_TRY IT_. Reproduce the data shown below exactly.

_Region pointing data_.
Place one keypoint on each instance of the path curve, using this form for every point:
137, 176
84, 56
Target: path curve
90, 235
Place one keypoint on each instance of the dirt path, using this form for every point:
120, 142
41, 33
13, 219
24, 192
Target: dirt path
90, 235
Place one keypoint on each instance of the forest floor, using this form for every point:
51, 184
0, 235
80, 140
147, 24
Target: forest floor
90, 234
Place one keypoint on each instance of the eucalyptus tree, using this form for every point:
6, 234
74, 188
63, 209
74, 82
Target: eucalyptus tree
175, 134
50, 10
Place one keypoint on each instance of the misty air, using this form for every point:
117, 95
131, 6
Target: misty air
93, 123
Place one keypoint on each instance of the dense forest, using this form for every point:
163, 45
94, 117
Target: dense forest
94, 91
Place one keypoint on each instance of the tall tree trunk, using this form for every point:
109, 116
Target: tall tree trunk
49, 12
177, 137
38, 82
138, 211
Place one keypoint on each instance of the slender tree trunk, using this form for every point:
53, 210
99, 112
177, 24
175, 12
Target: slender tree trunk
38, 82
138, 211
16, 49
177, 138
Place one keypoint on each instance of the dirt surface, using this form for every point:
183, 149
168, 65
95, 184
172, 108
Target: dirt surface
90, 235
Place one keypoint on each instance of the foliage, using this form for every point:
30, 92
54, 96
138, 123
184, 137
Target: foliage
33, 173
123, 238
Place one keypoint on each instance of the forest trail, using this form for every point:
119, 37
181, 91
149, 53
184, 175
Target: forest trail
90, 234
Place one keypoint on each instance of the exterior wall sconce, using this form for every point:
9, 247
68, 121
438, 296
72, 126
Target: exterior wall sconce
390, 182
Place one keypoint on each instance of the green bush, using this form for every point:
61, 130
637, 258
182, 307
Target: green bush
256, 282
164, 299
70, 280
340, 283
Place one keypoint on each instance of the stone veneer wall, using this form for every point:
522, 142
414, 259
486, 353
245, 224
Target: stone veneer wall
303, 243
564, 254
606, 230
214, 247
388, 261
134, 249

_REPLY TO THE TASK_.
Place one keypoint on each instance of the path curve, using this form for every point:
137, 176
84, 56
Target: path curve
90, 235
Place one keypoint on each instance of the dirt path, using this form for every point:
120, 142
41, 33
13, 219
24, 192
Target: dirt path
90, 235
Place one keypoint on each instance of the forest floor, using this form for every point:
51, 184
0, 235
80, 140
147, 24
Target: forest floor
90, 234
Place one keypoint on each instance of the eucalyptus tree, using this form for every point:
6, 234
74, 188
63, 209
74, 82
Target: eucalyptus tree
175, 134
50, 10
Place one keypoint on each instance of the misty air, using this form for every point:
117, 95
131, 6
Target: misty air
93, 123
Place one keypoint on each instance of the dense forest, using this form for every point:
163, 45
94, 117
Target: dense forest
94, 91
Place one keypoint on each instance of the tall tree trunk, using this form for every point:
109, 116
Target: tall tree trunk
49, 12
177, 137
38, 82
138, 211
Place one keypoint on each instance of the slender tree trunk, using this form for every point:
53, 210
99, 112
177, 24
175, 12
Target: slender tree trunk
38, 82
138, 211
16, 49
177, 138
Place one keypoint on each instance of the dirt surface, using this form for every point:
183, 149
168, 65
95, 184
172, 108
Target: dirt surface
90, 235
Place one keypoint on each instance of the foliage, using this form for every point:
30, 92
54, 96
138, 123
184, 137
Target: foliage
33, 173
123, 238
Place one keypoint on each instance of the forest trail, using this form for every point:
119, 37
181, 91
149, 53
184, 175
Target: forest trail
90, 234
Place one keypoint on each instance of the exterior wall sconce, using this form for every point:
9, 247
68, 121
438, 296
72, 126
Target: exterior wall sconce
390, 182
Place one keypoint on each instance of the green bush, using this form for every point:
61, 130
637, 258
182, 307
Target: green bush
256, 282
164, 299
70, 280
340, 283
Place one keypoint on each instance of the stone veneer wall, using this form for every point:
522, 142
414, 259
486, 353
245, 224
Target: stone veneer wall
303, 243
564, 254
606, 230
214, 247
388, 261
134, 249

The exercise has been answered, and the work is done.